This annual ritual has long been part of the caricature of your typical toff, although the shooters today are just as likely to be hedge fund managers, or Belgian industrialists, as members of the aristocracy, as what you need to take part is lots of lolly: a day’s grouse shooting for eight guns can be £35,000. The opening of the season is usually greeted by articles in the right-wing press discussing how good the bag may be, but this year is accompanied by comment of a different nature: a book suggesting forcefully that there is something criminal at the very heart of it.
The book is Inglorious (Bloomsbury, £16.99), by Mark Avery, formerly Conservation Director of the RSPB. It is an attack on the grouse shooting industry, but not for the usual reasons: Dr Avery is not attacking it for the cruelty of the killing, or suggesting that grouse as a species are threatened; he is not even attacking shooting as a sport.
He is alleging something specific: that the particular way in which grouse are currently pursued – driven grouse shooting, in which the birds are flushed by beaters towards the waiting guns – simply cannot be done without breaking the law, and so should be banned.
For driven grouse shooting requires a big crop of birds every season, and a grouse moor is essentially a farm in which they are bred in much larger numbers than they would occur in nature, with gamekeepers ruthlessly killing all their possible predators, such as stoats, weasels, foxes, crows and magpies. This is legal. But there is one major predator of red grouse whose killing is a crime: the hen harrier, one of our loveliest and most charismatic birds of prey, which has been fully protected by law since 1954.
Grouse moor owners long contended that hen harriers took large numbers of expensive grouse, especially the chicks: conservationists said they were exaggerating. But the owners were proved right, by an experiment in Scotland, (supported by both sides of the argument), where hen harriers on Langholm Moor, when left alone by gamekeepers, increased in numbers from two pairs in 1992 to 20 pairs in 1997, by which time they were taking so many grouse that the moor was no longer economic.

■ YOUR TASKS
**A.** Name every predator that the grouse shooting passage says gamekeepers may legally kill.
**B.** Extend the grouse shooting passage with a further paragraph that picks up after its final sentence.
The material after this point comes from a separate source and has no connection to the grouse shooting passage.

■ DATA LINES

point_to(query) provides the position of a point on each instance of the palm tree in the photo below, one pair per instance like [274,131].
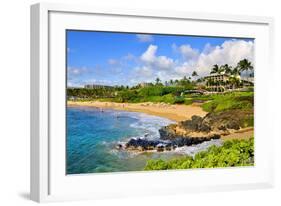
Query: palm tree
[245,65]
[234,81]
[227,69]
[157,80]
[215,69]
--
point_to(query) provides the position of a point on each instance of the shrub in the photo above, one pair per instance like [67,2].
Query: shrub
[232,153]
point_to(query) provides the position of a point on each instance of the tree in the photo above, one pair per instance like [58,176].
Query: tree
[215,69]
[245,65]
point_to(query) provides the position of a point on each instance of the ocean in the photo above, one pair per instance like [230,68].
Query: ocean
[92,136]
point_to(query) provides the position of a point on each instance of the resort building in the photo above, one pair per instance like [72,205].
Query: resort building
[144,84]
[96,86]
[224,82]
--
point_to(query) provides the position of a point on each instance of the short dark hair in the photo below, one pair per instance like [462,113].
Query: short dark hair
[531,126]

■ ANSWERS FOR THE TASKS
**A.** Stoats, weasels, foxes, crows and magpies.

**B.**
But what the Langholm study also demonstrated was that to be successful, any grouse moor had to have its hen harriers killed; and it dawned on the conservationists that this must have been happening for all the years the bird had been legally protected. It is Dr Avery’s contention that it is continuing today, systematically. The direct evidence is slight, but the circumstantial evidence is overwhelming, and is set out in detail in Inglorious: for example, there is suitable habitat in England alone for 330 pairs of hen harriers, but only four pairs nested successfully in 2014, and only two pairs the year before; this year, three nesting males have mysteriously disappeared.
A week on 9 August, Dr Avery will be heading up Hen Harrier Day, when a series of demonstrations across the country will demand that this most beautiful of our birds of prey be protected from persecution as the law requires. Dr Avery himself will be in the Goyt Valley, near Buxton in Derbyshire; if you want to go along, look at Birders Against Wildlfe Crime.
The conclusion of his riveting book is simple: driven grouse shooting requires the suppression of hen harriers, which is a crime, and so should itself be outlawed. The logic is impeccable.